[Excerpts of location labeling data]
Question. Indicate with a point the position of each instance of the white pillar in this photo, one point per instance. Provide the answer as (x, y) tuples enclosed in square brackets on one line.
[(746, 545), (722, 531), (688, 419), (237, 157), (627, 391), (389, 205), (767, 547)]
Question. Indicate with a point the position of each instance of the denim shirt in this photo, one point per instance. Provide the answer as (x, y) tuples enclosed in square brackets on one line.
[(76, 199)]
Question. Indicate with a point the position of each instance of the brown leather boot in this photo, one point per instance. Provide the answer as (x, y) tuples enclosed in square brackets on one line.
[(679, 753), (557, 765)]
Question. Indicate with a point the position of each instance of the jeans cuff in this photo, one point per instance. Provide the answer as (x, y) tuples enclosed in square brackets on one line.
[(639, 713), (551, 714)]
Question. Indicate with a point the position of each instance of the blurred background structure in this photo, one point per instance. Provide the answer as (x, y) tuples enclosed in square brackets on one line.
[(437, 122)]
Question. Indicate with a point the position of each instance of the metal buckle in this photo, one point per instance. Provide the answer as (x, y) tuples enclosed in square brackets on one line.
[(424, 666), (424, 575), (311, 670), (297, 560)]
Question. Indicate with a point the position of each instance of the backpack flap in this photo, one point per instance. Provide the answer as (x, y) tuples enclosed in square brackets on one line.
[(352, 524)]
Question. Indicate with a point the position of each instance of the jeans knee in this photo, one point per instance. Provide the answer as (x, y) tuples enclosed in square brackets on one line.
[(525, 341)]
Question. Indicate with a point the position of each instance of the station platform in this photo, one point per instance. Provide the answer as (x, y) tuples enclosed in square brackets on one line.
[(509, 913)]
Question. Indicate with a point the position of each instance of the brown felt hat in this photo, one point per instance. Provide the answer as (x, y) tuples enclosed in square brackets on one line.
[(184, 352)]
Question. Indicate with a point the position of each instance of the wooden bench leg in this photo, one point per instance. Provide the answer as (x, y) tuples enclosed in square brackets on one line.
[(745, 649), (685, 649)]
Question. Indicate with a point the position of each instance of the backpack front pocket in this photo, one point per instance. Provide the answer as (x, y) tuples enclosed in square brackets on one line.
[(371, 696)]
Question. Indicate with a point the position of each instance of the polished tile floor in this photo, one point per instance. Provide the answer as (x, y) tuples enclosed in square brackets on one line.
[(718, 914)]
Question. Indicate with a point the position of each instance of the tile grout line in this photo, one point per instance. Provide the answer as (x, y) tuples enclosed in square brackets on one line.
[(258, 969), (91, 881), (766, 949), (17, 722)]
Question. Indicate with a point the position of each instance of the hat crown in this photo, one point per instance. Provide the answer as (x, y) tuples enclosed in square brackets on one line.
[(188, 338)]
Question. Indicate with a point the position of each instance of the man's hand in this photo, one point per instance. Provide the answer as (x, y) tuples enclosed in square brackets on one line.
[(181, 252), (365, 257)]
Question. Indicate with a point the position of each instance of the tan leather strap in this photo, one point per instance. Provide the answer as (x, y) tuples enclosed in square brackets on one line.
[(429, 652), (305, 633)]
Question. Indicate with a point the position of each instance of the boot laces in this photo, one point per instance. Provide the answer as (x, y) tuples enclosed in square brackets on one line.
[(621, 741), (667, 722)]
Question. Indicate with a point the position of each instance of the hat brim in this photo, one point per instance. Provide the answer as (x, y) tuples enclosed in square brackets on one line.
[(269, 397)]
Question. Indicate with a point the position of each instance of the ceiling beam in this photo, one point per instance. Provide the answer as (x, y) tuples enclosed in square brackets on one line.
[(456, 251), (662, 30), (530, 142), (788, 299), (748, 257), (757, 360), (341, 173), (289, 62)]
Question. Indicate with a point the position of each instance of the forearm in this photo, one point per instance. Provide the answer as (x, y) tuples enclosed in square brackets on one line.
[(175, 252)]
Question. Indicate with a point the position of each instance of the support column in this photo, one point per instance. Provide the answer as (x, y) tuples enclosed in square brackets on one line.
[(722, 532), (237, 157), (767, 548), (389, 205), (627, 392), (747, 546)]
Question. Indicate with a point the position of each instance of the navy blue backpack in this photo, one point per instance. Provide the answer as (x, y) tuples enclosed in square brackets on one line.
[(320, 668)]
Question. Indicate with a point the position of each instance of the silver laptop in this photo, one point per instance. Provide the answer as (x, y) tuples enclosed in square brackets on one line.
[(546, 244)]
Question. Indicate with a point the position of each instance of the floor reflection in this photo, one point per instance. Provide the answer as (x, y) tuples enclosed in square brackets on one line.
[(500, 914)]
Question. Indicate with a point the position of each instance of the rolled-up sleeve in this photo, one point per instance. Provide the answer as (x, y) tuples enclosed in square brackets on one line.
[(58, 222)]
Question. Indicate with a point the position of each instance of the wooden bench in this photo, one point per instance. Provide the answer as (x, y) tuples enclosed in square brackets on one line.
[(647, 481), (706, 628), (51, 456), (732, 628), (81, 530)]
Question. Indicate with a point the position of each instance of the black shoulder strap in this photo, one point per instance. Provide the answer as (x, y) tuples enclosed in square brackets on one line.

*Exercise directions*. Present every line of the material above as a numbered list, omitting any blank lines.

*Exercise answer*.
1. Question. Indicate with a point the position of each instance of the white pillar in this photo, one point per instance. Provide the answer as (x, y) tuples enclosed in square brackets on one line.
2. [(746, 545), (722, 531), (688, 419), (237, 157), (627, 391), (389, 205), (767, 547)]
3. Question. Indicate with a point the position of each instance of the denim shirt in this photo, one point per instance. Provide the answer as (x, y) tuples enclosed in square brackets on one line.
4. [(76, 199)]
5. Question. Indicate with a point the position of each instance of the brown leather boot in this photo, one point per instance. Provide the answer as (x, y) tuples enclosed in square brackets on one line.
6. [(679, 753), (557, 765)]
7. Question. Indicate with a point the position of each instance of the jeans cuff in this photo, one point per instance. Provide the answer as (x, y) tuples enclosed in square brackets on one line.
8. [(639, 713), (551, 714)]
9. Question. Indicate with a point the position of each instance of the blurred background structure in this photo, one point per instance. Provide the answer as (x, y) tuples enclosed in square brackets on one line.
10. [(437, 122)]
11. Question. Indicate with a point the position of each instance of the metal buckle in this photo, one point per instance. Provide the answer as (x, y) tuples enclosed in square brackets on one line.
12. [(424, 666), (424, 575), (311, 670), (297, 560)]
13. Question. Indicate with a point the position of each instance of the backpack flap in this photo, one point per instance. Provide the answer as (x, y) tuples enclosed in square brackets on one line.
14. [(352, 524)]
15. Question. Indicate with a point the position of each instance of the jeans knee in this photo, one point per instance. Provide the answer as (x, y) tuples enclosed in square brackets on one line.
16. [(525, 341)]
17. Question. Indicate with a point the position of each instance of the station platform in this photo, one point per instance. Provide the answer as (x, y) tuples enclosed in square brackets on one line.
18. [(509, 913)]
19. Question. Indicate with a point the position of each instance of the brown felt hat in this photo, one point per instance. Provide the answer as (x, y) tuples enclosed in square brackets on one line.
20. [(184, 352)]
21. Question. Indicate with a point the position of each instance of the wooden bench leg in this photo, one point per instance. Provide the answer as (x, y) tuples enclosed in square brackets on one line.
22. [(745, 649), (685, 649)]
23. Question. Indicate with a point the position of each instance of the backpack front pocket in this photo, one point per instance. Provide the answer as (x, y) tuples enclosed in square brackets on one line.
24. [(371, 696)]
25. Question. Indicate with a point the position of each instance of the polished tile floor in this photo, one point per instance. Provide the answer as (x, y) tuples enclosed in square brackets on one line.
26. [(718, 914)]
27. Question. Indicate with a point the position of each instance of the tile grout line in this photo, one point per instance. Provide the answer as (x, y) tuples enclosed in square brackets on one line.
28. [(258, 969), (91, 881), (766, 949), (17, 722)]
29. Question. Indicate with a point the position of each instance of the hat crown in this photo, one point per instance. Provide the answer as (x, y) tuples enclosed in square brackets on one line.
30. [(188, 338)]
31. Question. Indicate with a point the position of each instance of the man's hand in this photo, one point per instance. Provide the answer as (x, y) tuples enclosed in square brackets on one line.
32. [(181, 252), (365, 257)]
33. Question. Indicate with a point the position of each instance of the tan leather strap in this photo, one point per instance. Provide the answer as (x, y) tuples enclosed in square brackets on one line.
34. [(429, 652), (305, 633)]
35. Question. Indicate with a point the position of each instance of the boot laces in this photo, one point per instance. Provide the answer as (x, y) tuples enclosed in square brackets on one line.
36. [(621, 741), (667, 722)]
37. Question. Indicate with a point the position of each instance of the hat brim in this photo, one point per instance. Provide the answer as (x, y) tuples enclosed in square brackets on one line.
38. [(269, 397)]
39. Question. Indicate with a point the position of each instance of the ceiling beam in this photo, one point per instance. Provide the answer as (x, y) tuples enclosed in square brackets on one line.
40. [(456, 251), (662, 30), (530, 142), (788, 299), (748, 257), (757, 360), (341, 173), (289, 62)]
41. Question. Indicate with a point the position of each instance of the forearm in this photo, one point per instance. Provide the answer as (x, y) tuples enclosed in square brackets on one line.
42. [(175, 252)]
43. Question. Indicate with a point the position of each instance of the support column in this photo, one point per instance. Provide the answer as (x, y) tuples enclosed in square brackets on one line.
44. [(722, 532), (237, 157), (767, 548), (389, 205), (627, 392), (747, 546)]
45. Question. Indicate with a point the position of each instance of the navy blue backpack in this photo, one point per instance. Provide the answer as (x, y) tuples enclosed in square brackets on one line.
46. [(320, 668)]
47. Question. Indicate with a point the position of each instance of the silver laptop in this photo, one point per instance. Provide the answer as (x, y) tuples enclosed in square brackets on one line.
48. [(546, 244)]
49. Question. Indicate with a point the position of each instance of the floor reflection in this photo, one point per instance. Provide the answer as (x, y) tuples enclosed in square brackets on one line.
50. [(500, 914)]
51. Question. Indicate with a point the position of each instance of the rolled-up sleeve in this photo, one point per instance. Provide the answer as (x, y) tuples enclosed in square brackets on one line.
52. [(58, 222)]
53. Question. Indicate with a point the position of each instance of the wooden bench in this photo, one point per instance. Provide the answer as (x, y) tuples enclosed in square brackets on one line.
54. [(647, 481), (706, 628), (51, 456), (732, 628), (81, 530)]
55. Question. Indicate with a point the position of each instance of the black shoulder strap in this photo, one point per instance. Provide the answer as (x, y) tuples enclosed in square brackets on one line.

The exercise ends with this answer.